**Work to complete**
Each line below is to be written out in full, exactly as shown.

___ Dataset rows

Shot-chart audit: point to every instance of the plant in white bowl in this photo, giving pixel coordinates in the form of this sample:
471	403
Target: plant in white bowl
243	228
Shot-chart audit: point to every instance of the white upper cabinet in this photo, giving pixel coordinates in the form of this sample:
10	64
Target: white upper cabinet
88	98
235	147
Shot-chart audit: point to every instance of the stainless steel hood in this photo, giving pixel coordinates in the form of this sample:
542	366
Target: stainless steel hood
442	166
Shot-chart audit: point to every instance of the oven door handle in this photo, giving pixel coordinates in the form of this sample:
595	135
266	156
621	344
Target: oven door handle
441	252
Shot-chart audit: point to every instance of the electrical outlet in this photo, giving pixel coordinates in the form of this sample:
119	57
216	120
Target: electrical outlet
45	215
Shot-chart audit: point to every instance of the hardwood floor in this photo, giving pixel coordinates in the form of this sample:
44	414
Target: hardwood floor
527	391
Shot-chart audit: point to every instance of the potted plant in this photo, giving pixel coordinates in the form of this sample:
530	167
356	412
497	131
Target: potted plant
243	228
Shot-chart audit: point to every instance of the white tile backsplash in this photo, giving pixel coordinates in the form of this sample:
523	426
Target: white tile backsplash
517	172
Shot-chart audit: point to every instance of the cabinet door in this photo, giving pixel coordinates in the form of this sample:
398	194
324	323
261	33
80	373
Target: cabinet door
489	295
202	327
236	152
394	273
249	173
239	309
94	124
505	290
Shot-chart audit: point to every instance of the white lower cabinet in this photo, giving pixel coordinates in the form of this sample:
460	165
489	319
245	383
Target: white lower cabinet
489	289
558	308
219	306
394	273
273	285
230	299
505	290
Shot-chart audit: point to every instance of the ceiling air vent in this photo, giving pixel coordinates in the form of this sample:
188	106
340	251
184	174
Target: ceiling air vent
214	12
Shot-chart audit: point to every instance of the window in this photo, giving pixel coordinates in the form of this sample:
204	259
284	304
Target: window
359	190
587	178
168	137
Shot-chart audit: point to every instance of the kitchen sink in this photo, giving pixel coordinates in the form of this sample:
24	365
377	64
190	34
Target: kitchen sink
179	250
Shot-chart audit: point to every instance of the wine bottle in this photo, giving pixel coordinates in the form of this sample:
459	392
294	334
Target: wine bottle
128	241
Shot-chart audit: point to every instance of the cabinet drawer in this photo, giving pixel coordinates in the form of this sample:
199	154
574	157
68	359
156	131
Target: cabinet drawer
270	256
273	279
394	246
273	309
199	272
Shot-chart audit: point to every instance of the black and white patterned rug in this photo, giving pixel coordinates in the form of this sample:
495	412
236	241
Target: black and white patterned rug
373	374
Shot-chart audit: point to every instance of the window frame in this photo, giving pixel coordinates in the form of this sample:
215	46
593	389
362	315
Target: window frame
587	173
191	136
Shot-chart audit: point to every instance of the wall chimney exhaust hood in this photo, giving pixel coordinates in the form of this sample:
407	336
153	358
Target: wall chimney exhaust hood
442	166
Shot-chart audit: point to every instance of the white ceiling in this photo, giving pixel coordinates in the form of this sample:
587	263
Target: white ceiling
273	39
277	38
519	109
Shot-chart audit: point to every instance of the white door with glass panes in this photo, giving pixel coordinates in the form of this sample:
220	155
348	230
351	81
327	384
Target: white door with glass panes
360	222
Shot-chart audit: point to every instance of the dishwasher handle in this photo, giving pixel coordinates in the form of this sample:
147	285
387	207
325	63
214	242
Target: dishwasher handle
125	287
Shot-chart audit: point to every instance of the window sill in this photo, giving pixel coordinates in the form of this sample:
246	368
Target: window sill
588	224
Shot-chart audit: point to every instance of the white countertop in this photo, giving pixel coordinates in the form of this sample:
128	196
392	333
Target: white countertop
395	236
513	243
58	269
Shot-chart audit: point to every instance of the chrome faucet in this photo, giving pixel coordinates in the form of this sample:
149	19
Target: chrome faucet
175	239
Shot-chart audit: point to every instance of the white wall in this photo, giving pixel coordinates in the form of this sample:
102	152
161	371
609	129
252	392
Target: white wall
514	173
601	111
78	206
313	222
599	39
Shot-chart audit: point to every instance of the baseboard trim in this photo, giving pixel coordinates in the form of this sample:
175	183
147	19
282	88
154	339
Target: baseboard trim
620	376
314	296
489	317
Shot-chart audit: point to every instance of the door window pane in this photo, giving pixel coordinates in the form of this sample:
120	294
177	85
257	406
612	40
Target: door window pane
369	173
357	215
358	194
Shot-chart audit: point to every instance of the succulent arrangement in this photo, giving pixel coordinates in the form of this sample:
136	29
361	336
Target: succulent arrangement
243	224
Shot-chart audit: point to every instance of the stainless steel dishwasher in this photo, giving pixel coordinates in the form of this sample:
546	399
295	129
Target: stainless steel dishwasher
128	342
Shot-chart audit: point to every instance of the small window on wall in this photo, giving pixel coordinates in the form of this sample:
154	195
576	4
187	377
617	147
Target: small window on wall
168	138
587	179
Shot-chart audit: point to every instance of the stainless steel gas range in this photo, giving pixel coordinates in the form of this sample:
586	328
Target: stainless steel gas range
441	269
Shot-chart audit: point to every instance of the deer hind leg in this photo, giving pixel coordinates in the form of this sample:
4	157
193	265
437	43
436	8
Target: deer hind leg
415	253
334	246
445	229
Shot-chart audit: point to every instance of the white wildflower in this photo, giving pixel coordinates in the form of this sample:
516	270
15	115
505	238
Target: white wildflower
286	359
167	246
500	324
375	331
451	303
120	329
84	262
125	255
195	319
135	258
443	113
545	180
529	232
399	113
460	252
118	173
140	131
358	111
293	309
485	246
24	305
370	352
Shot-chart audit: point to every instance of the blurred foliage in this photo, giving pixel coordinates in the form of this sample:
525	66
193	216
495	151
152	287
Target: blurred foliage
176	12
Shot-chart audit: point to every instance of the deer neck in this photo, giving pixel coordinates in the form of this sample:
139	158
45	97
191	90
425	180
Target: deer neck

______

**Response below**
Shot-chart audit: point to every instance of the plant in white bowl in this photo, giving pixel coordinates in the form of this sample:
471	403
Target: plant in white bowl
243	228
Shot-chart audit: point to every instance of the white upper cabinet in this photo, giving pixel coordinates in the form of this sample:
10	64
Target: white upper cabinet
88	98
235	147
Shot-chart audit: point to every instance of the stainless steel hood in this photo, giving pixel coordinates in the form of this sample:
542	366
Target: stainless steel hood
442	166
Shot-chart audit: point to every instance of the oven door handle in this photo, giving pixel coordinates in the form of this sample:
595	135
266	156
621	344
Target: oven door handle
441	252
Shot-chart audit: point to every instance of the electrical outlet in this photo, giving pixel coordinates in the form of this sample:
119	57
216	120
Target: electrical outlet
45	215
Shot-chart audit: point to every instance of the hardwood floor in this photo, giving pixel coordinates in the form of this sample:
44	414
Target: hardwood floor
527	391
Shot-chart audit: point to every instance of the potted plant in this photo, giving pixel coordinates in the form of this sample:
530	167
356	412
497	131
Target: potted plant
243	228
Shot-chart audit: point to every instance of the white tile backsplash in this photo, giving pixel coordinates in the form of this sample:
523	426
Target: white tile backsplash
517	172
Shot-chart audit: point to every instance of the cabinet door in this photo, giving pixel coordinates in the form of this sample:
398	194
324	323
261	33
80	373
Target: cabinet door
489	295
202	327
236	152
394	273
249	173
239	309
94	124
505	290
Shot-chart audit: point to every instance of the white lower cabinet in this photo, giving pixel coordinates in the form of this sample:
460	165
489	319
245	383
Target: white lower cabinet
489	289
558	308
219	306
394	273
273	285
230	299
505	290
Shot-chart audit: point to every instance of the ceiling air vent in this photo, giving pixel coordinates in the form of this sample:
188	106
340	251
184	174
Target: ceiling air vent
214	12
Shot-chart audit: point to every instance of the window in this photo, giving pixel coordinates in the form of this sample:
204	259
284	304
Target: window
359	190
587	178
168	137
Shot-chart audit: point to every instance of the kitchen sink in this photo, giving pixel coordinates in the form of this sample:
24	365
377	64
190	34
Target: kitchen sink
179	250
Shot-chart audit: point to every instance of the wine bottle in this photo, giving pixel coordinates in the form of this sample:
459	392
294	334
Target: wine bottle
128	241
Shot-chart audit: point to every instance of the cabinet drawer in this photo, giving pixel coordinates in the form of this sample:
199	154
574	157
68	359
156	131
Target: cabinet drawer
270	256
273	279
394	246
273	309
199	272
Shot-chart audit: point to every instance of the black and white patterned rug in this photo, giving pixel coordinates in the form of this sample:
495	412
236	241
Target: black and white patterned rug
373	374
Shot-chart audit: point to every instance of the window frame in this photo, giving pixel coordinates in the form of this sample:
215	46
593	389
362	315
Target: window frame
587	173
191	136
Shot-chart audit: point to every instance of the wall chimney exhaust hood in this photo, giving pixel coordinates in the form of this sample:
407	336
153	358
Target: wall chimney exhaust hood
442	166
Shot-chart audit: point to every instance of the white ceiling in this photo, giving pixel coordinates in the form of this sample:
587	263
Target: white ceiling
273	39
277	38
519	109
Shot-chart audit: point to every instance of the white door with glass panes in this photo, giving pixel coordinates in the form of this sample:
220	155
348	230
351	81
327	384
Target: white door with glass panes
360	222
Shot-chart audit: point to every instance of the dishwasher handle in this photo, giving pixel coordinates in the form of this sample:
147	285
387	207
325	63
214	242
Target: dishwasher handle
125	287
Shot-chart audit: point to every instance of the window sill in this photo, giving pixel coordinates in the form of this sample:
246	368
Target: window sill
588	224
Shot-chart audit: point to every instance of the white countertop in this photo, giving pixel coordinates in the form of this sample:
128	196
392	333
Target: white countertop
395	236
513	243
58	269
Shot-chart audit: point to every instance of the chrome faucet in this photo, giving pixel coordinates in the form of this sample:
149	19
Target: chrome faucet
175	239
Shot-chart audit: point to every instance of the white wall in this photo, giving pixel coordinates in the form of this sample:
102	152
161	371
609	129
252	392
Target: white wall
514	173
601	111
78	206
313	222
599	39
Shot-chart audit: point to every instance of the baseboard trim in this photo, giving pixel coordinates in the form of this sample:
175	183
147	19
282	88
154	339
Target: baseboard trim
620	376
314	296
489	317
Shot-chart audit: point to every instance of the door window pane in this photo, giving pixel coordinates in the form of this sample:
120	294
177	85
257	406
612	40
Target: door window pane
369	173
357	215
358	194
Shot-chart audit: point to every instance of the succulent arrangement in this photo, giving pixel coordinates in the form of this sample:
136	29
361	336
Target: succulent arrangement
243	224
Shot-chart audit: point to every instance of the stainless steel dishwasher in this photo, giving pixel coordinates in the form of this sample:
546	399
295	129
Target: stainless steel dishwasher
128	342
Shot-chart audit: point to every instance of the small window on wall in this photo, giving pixel coordinates in the form of this sample:
154	195
576	4
187	377
617	147
Target: small window on wall
168	138
587	179
Shot-chart audit: point to every instance of the stainless steel gas range in this photo, giving pixel coordinates in the form of this sample:
586	328
Target: stainless steel gas range
441	269
Shot-chart audit: point to every instance of the deer hind leg in this photo, giving pixel coordinates in the form of this sample:
4	157
193	265
437	43
436	8
Target: deer hind leg
415	253
334	246
445	229
Shot-chart audit: point to every instance of the white wildflower in this photo, giving pixel coordinates in the form of this sample:
516	270
15	115
505	238
Target: white wildflower
286	359
167	246
500	324
375	331
451	303
120	329
84	262
125	255
195	319
135	258
443	113
545	180
529	232
399	113
460	252
118	173
140	131
358	111
293	309
485	246
24	305
370	352
Shot-chart audit: point to every instance of the blurred foliage in this photo, giving pixel coordinates in the form of this sample:
525	66
193	216
495	151
152	287
Target: blurred foliage
176	12
Shot-chart audit: point to every instance of the deer neck in this photo, giving pixel coordinates in the form of this sample:
139	158
45	97
191	90
425	180
Target: deer neck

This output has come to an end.